Work to complete. Please rewrite the listing from its first line up to and including the line with "top-left (0, 0), bottom-right (19, 82)", changing "metal fence" to "chain-link fence" and keeping everything else the same. Return only those lines, without the pictures.

Data provided.
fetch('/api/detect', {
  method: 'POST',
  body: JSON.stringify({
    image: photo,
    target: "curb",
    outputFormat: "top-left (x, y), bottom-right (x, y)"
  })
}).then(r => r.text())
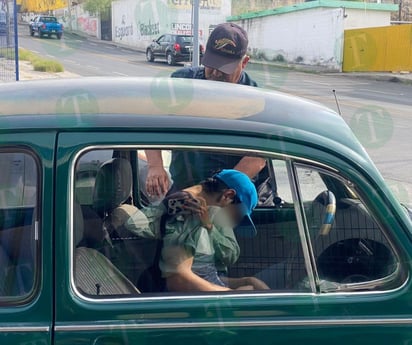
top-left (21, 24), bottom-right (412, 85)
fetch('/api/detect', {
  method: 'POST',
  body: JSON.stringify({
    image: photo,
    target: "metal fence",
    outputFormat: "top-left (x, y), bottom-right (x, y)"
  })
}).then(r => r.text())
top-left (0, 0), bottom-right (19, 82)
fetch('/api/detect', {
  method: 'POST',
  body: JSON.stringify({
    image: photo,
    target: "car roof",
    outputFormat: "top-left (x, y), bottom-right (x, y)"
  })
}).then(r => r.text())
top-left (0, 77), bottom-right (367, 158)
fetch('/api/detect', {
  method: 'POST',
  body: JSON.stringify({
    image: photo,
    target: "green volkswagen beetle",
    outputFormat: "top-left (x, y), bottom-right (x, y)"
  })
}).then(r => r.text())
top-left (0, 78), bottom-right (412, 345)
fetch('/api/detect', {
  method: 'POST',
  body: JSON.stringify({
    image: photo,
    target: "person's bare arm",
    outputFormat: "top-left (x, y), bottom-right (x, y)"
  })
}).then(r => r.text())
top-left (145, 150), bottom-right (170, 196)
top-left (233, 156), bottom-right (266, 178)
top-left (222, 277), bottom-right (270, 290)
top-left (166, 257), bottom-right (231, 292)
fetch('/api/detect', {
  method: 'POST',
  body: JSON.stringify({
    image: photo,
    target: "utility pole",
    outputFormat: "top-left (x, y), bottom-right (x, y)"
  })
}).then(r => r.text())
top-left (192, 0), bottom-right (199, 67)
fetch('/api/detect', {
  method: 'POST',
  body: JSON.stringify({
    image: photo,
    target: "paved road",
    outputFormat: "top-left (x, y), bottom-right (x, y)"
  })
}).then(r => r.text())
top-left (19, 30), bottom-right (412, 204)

Answer to this task.
fetch('/api/detect', {
  method: 'POST',
  body: JSON.stringify({
    image: photo,
    target: "curb",
    outputFormat: "top-left (x, y), bottom-right (x, y)"
  })
}).then(r => r.text())
top-left (21, 24), bottom-right (412, 85)
fetch('/api/detect', {
  method: 'POST',
  body: JSON.stringify({
    image: photo,
    target: "chain-link fence",
    outputFormat: "top-left (x, y), bottom-right (x, y)"
  })
}).then(r => r.text())
top-left (0, 0), bottom-right (19, 82)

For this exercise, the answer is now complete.